### Extract to read
______________________________

Financial promotions is a subject that’s getting a lot of attention at the moment, primarily because the FCA is quite active in this area. The challenge this presents for firms is that if they don’t get their promotions right, there are a number of parties ready to bring them to account, and the FCA has shown that it’s not afraid to take action against firms who get their promotions wrong.
This month, the FCA has published a Guidance Consultation on the use of social media when communicating with customers. Also, back in April, it announced that there had been a review of circa 1,500 promotions issued by consumer credit firms, reinforcing the need for promotions to be compliant.
It’s easy to think that these are targeted activities and that for the majority of firms, financial promotions don’t cause a problem. But take a closer look at what the FCA is actually saying and you’ll see that all firms still have challenges to meet here.
Not convinced? Well, consider the points below:
1 The rules for financial promotions are essentially the same for all firms.
And they boil down to one thing which you’ll see the FCA repeat time and time again in their materials – promotions must be clear, fair and not misleading. Yes, there are specific technical requirements relating to certain product types, such as mortgages and general insurance, but everything comes back to this core requirement. And there are no differences for firms using social media – the FCA has made it clear that its rules on promotions are meant to be media-neutral.
2 There’s nowhere to hide if promotions are non-compliant.
It’s true that the FCA can’t be everywhere, but it doesn’t need to be. Whilst it’s focusing its efforts for example, on consumer credit firms, this doesn’t mean other firms can escape its gaze. Both members of the public and representative bodies such as consumer groups can approach the FCA’s financial promotions team, and complain about particular promotions; and often these complaints lead to action being taken. The FCA can ask firms to withdraw promotions and to issue apologies. If the breach is serious enough, then this could lead to enforcement action. All of these things are damaging for firms’ reputations, and are costly in terms of both money and time.
3 This isn’t just a problem for small firms or new market entrants.

______________________________

### Records
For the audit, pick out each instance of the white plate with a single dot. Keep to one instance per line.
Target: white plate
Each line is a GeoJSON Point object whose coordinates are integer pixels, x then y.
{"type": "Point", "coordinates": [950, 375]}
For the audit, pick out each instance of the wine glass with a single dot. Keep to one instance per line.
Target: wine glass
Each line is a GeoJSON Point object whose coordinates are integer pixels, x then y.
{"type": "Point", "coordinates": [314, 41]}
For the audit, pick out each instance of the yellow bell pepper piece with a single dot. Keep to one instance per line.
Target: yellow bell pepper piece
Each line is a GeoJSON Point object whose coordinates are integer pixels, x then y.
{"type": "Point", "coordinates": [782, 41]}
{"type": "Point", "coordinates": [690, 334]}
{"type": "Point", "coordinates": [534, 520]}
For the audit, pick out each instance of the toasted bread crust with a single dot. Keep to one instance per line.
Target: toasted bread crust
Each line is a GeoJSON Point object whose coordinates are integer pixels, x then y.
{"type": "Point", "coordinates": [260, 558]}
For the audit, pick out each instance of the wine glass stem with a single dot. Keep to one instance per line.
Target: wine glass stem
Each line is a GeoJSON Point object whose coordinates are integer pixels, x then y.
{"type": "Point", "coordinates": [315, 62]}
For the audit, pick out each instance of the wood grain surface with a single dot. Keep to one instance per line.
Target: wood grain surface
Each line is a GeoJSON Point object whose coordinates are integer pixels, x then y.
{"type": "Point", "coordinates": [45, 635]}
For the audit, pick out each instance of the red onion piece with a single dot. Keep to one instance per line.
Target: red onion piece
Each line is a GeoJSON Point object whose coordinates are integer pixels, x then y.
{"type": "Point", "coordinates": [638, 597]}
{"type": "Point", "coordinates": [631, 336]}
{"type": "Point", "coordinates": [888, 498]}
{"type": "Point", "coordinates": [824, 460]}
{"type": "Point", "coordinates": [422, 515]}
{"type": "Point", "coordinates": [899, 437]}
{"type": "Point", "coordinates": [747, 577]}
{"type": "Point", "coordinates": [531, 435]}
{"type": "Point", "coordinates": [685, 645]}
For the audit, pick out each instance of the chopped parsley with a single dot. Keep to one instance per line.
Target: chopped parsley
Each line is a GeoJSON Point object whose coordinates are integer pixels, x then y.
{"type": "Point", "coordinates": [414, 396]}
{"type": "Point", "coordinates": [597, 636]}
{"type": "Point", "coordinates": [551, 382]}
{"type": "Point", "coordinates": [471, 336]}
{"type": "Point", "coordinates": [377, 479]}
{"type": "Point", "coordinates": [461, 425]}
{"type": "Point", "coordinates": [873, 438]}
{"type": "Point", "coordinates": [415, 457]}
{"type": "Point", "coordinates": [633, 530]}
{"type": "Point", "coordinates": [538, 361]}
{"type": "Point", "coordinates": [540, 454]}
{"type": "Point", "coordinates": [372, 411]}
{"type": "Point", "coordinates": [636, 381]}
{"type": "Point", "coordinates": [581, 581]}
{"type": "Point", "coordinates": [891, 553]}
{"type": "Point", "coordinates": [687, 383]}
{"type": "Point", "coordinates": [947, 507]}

______________________________

### Directives
1 - Answer these questions from the financial promotions article.
(a) About how many promotions by consumer credit firms did the FCA review, according to its April announcement?
(b) Which three qualities must promotions have, according to the FCA's core requirement?
(c) Which two things can the FCA ask firms to do about a promotion?
2 - Quote the financial promotions article word for word from "It’s easy to" up to and including "to meet here.".

### Responses for each task
1 -
(a) Circa 1,500.
(b) Clear, fair and not misleading.
(c) Withdraw the promotion and issue an apology.

2 -
It’s easy to think that these are targeted activities and that for the majority of firms, financial promotions don’t cause a problem. But take a closer look at what the FCA is actually saying and you’ll see that all firms still have challenges to meet here.